(Given text)

In parallel, narrative ethics points out that personal identity involves a life story that takes place in cultural communities with shared traditions and a horizon of expectations (Ikonomidis and Singer 1999; Rigaux 2011; Siddiqui 2016). Continuity with one’s own biography and community is important for a medical decision to be considered authentic and meaningful (Westlund 2009). In the dominant bioethical discourse, there is a tendency to conceptualize autonomy as a succession of isolated decisions, thereby losing the perspective of a continuous and relational process (Baumann 2008; Lindberg et al. 2014). In fact, decision making takes place in a diachronic and relational context, that is, in a history marked by relationships of trust and mutual knowledge (Marx et al. 2014). In this regard, promoting patients’ autonomy requires helping them integrate health decisions into their own biography while seeking temporal coherence and the support of significant communities (Donchin 2001; Tonelli and Misak 2010).

Suffering from COVID-19 has too frequently meant a fracture in the biographical dimension of the patient. For emergency reasons, medical and public health criteria have prevailed over individual wishes, sometimes overlooking biographical aspects of the patient (Strang et al. 2020). In reaction, several bioethical voices have insistently demanded interpersonal closeness in the processes of illness, death and mourning (Berlinger et al. 2020; Valera et al. 2020). These are relational processes, and not being accompanied during them—and instead undergoing them in the solitude and anonymity of a hospital—may have caused deep wounds to patients and family members (Anderson-Shaw and Zar 2020; Wakam et al. 2020).

(End Given text)
(Source information)

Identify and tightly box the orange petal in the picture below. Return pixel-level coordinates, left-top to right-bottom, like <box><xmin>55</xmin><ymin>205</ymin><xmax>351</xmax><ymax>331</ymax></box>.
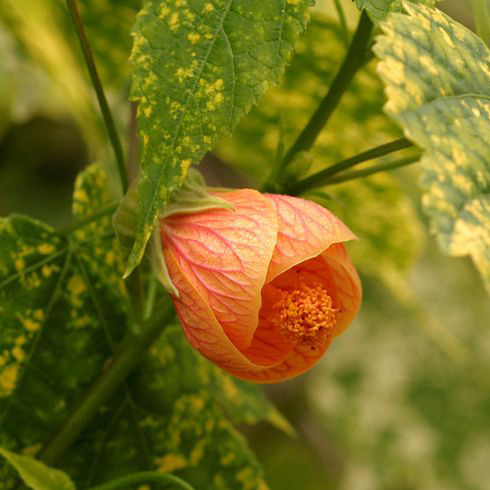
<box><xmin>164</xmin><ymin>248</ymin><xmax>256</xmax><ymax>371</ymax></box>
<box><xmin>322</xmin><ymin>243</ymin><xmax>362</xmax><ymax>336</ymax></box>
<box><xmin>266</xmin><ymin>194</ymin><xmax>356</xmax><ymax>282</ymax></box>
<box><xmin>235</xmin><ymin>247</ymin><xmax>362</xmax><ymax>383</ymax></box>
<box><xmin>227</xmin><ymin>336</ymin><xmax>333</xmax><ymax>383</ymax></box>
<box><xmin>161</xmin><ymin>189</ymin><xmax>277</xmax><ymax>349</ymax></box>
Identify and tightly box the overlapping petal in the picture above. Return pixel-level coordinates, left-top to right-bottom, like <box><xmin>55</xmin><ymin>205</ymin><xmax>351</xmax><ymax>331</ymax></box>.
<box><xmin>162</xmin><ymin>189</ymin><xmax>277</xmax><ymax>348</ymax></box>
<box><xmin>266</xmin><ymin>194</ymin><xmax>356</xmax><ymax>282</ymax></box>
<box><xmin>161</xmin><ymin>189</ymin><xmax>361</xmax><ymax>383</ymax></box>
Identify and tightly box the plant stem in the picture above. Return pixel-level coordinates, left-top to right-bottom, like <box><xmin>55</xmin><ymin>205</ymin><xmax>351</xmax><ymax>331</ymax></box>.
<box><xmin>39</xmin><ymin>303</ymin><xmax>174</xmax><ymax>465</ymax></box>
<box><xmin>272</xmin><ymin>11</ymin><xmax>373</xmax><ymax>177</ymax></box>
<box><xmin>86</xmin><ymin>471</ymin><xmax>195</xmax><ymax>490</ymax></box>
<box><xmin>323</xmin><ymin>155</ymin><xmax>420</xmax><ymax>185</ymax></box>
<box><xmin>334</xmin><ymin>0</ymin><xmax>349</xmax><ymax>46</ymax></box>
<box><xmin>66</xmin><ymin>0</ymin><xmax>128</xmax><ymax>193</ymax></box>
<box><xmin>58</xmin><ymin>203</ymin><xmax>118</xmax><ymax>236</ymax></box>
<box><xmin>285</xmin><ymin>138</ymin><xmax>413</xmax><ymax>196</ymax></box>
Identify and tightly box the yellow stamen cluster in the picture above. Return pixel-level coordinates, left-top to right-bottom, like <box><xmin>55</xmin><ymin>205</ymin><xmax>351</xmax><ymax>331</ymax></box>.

(End Source information)

• **Requirement A**: Summarize the text on narrative ethics and COVID-19 in two sentences.
• **Requirement B**: According to the text on narrative ethics and COVID-19, what tendency exists in the dominant bioethical discourse?

• **Task response A**: Narrative ethics holds that personal identity involves a life story within cultural communities, and that autonomy is a continuous, relational process rather than a series of isolated decisions, so promoting it means helping patients integrate health decisions into their biography with the support of significant communities. During COVID-19, medical and public health criteria prevailed over individual wishes and often broke this biographical continuity, which led bioethical voices to demand interpersonal closeness in illness, death and mourning.

• **Task response B**: It tends to conceptualize autonomy as a succession of isolated decisions, losing the perspective of a continuous and relational process.